--- RECORD SET ---

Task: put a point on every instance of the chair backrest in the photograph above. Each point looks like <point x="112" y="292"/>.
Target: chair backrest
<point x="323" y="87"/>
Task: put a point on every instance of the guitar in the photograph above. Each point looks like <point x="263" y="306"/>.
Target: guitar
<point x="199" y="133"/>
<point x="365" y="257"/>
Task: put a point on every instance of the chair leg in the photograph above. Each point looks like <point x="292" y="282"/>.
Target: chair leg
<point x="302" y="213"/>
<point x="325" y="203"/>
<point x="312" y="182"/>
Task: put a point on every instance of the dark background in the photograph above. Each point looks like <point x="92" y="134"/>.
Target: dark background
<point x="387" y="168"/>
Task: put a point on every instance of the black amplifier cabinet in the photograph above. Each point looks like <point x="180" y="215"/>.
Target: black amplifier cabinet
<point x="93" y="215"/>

---

Word for word, quote all of the data above.

◆ **RESPONSE TO THE EXERCISE**
Task: put a point on every instance of the chair backrest in the photograph above. Each point looks like <point x="112" y="292"/>.
Target: chair backrest
<point x="323" y="87"/>
Task: put a point on every instance of the guitar in the photograph above. Each point looks like <point x="263" y="306"/>.
Target: guitar
<point x="199" y="133"/>
<point x="365" y="257"/>
Task: put a point on every instance of the chair leg in the photograph above. Each point looks like <point x="292" y="282"/>.
Target: chair leg
<point x="302" y="213"/>
<point x="325" y="203"/>
<point x="312" y="182"/>
Task: put a point on every instance of the dark background in the photograph above. Each point looks like <point x="92" y="134"/>.
Target: dark background
<point x="387" y="168"/>
Task: put a point on every instance of the black amplifier cabinet in the photograph above. Each point looks like <point x="180" y="215"/>.
Target: black amplifier cabinet
<point x="93" y="215"/>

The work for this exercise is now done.